(Stored dataset items)
+ + + + + + +

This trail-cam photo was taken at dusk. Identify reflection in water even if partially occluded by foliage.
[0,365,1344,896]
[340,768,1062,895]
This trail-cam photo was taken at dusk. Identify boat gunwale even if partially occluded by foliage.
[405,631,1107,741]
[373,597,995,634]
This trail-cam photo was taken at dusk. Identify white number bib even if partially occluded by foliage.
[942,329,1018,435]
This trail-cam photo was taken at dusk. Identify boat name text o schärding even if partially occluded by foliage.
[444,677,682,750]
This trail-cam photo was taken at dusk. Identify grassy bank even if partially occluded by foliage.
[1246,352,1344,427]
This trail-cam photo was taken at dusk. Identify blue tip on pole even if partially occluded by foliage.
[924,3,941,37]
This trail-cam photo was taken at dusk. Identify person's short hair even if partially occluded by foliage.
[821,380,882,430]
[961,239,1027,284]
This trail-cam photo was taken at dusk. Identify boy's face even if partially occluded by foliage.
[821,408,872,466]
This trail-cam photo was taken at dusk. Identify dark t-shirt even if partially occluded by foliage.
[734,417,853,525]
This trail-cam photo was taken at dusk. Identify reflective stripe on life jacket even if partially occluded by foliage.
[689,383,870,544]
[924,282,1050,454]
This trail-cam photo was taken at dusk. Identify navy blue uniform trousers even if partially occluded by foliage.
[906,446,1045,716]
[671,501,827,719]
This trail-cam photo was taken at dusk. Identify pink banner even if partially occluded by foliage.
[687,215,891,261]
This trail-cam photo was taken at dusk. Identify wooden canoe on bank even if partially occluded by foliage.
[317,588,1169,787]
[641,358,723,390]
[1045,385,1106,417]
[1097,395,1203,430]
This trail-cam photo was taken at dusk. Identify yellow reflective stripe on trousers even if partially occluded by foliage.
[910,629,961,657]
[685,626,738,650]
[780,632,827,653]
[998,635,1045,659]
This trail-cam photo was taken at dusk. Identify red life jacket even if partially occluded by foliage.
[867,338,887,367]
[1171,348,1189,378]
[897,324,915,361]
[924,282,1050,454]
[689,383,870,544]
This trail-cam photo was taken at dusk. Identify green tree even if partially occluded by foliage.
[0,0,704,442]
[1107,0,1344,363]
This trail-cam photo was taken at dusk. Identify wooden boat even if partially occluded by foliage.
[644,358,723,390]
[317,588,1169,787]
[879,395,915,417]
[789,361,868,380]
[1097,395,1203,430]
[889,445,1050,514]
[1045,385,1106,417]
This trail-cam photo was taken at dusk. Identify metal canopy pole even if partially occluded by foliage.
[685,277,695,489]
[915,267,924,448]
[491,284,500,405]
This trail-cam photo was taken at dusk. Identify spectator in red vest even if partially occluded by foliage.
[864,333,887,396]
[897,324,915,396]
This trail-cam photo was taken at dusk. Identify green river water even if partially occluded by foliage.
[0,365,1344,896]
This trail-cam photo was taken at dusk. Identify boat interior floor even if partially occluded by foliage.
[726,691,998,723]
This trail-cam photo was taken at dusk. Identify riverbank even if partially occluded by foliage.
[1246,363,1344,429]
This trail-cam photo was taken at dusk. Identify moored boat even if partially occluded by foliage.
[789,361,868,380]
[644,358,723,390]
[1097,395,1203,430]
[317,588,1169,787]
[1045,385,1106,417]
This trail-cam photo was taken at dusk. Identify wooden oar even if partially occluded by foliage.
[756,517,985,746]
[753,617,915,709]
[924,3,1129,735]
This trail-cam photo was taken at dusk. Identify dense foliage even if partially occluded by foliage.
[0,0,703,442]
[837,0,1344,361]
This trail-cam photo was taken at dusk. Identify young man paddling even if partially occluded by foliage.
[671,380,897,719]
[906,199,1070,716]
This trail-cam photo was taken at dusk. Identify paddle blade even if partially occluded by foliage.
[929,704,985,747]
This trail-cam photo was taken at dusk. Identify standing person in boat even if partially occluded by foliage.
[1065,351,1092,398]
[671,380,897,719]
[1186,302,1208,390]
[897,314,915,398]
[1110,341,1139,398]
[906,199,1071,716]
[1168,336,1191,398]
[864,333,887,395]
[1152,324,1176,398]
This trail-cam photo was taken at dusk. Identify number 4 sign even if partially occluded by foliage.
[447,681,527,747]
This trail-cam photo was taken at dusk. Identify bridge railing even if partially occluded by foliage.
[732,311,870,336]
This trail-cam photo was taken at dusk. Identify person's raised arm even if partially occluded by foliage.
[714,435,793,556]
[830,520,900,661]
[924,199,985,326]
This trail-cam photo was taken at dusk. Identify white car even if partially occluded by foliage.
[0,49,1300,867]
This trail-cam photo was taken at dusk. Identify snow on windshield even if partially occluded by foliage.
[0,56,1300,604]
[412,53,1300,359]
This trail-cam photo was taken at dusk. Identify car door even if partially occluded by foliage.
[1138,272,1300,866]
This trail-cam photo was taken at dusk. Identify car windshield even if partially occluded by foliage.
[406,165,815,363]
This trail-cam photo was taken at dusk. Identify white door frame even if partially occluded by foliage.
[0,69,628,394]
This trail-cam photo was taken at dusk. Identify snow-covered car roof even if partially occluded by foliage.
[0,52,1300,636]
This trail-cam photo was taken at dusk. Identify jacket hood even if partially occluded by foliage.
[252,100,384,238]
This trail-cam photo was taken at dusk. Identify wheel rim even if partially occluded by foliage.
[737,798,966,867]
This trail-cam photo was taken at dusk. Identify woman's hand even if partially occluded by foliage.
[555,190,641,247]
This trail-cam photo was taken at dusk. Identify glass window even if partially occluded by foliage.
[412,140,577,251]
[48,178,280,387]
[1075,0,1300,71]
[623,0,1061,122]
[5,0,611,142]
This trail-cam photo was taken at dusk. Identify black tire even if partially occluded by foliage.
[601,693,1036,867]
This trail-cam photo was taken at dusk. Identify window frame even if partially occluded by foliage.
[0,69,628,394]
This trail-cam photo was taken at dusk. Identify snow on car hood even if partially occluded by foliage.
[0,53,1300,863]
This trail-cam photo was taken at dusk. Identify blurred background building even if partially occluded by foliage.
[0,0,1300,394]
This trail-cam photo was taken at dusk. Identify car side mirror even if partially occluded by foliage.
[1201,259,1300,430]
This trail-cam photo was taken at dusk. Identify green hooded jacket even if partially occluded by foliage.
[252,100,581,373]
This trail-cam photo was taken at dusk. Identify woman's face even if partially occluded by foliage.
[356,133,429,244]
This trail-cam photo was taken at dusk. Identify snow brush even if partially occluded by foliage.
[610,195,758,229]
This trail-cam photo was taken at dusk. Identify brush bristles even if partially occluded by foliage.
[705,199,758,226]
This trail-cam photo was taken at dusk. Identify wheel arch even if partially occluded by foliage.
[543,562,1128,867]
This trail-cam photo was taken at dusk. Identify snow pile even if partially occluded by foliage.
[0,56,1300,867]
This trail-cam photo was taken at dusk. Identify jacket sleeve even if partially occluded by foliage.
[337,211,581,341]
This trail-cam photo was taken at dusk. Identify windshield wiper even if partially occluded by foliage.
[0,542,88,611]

+ + + + + + +

> **TASK PROMPT**:
Rescale the records starting with the line containing "This trail-cam photo was taken at dusk. Identify boat interior" and going on through the line containing "[1246,363,1344,429]": give all of those lines again, requests included, with every box coordinate in the answers multiplied by 0.55 and rounded to a whole number, halves rounded up. Leave all numbers in the requests unchanged.

> **FINISHED EXERCISE**:
This trail-cam photo was taken at dusk. Identify boat interior floor even if partially occluded by foliage.
[399,380,549,398]
This trail-cam photo was taken at dusk. Identify riverbank even if partially occluded by foliage.
[685,200,739,236]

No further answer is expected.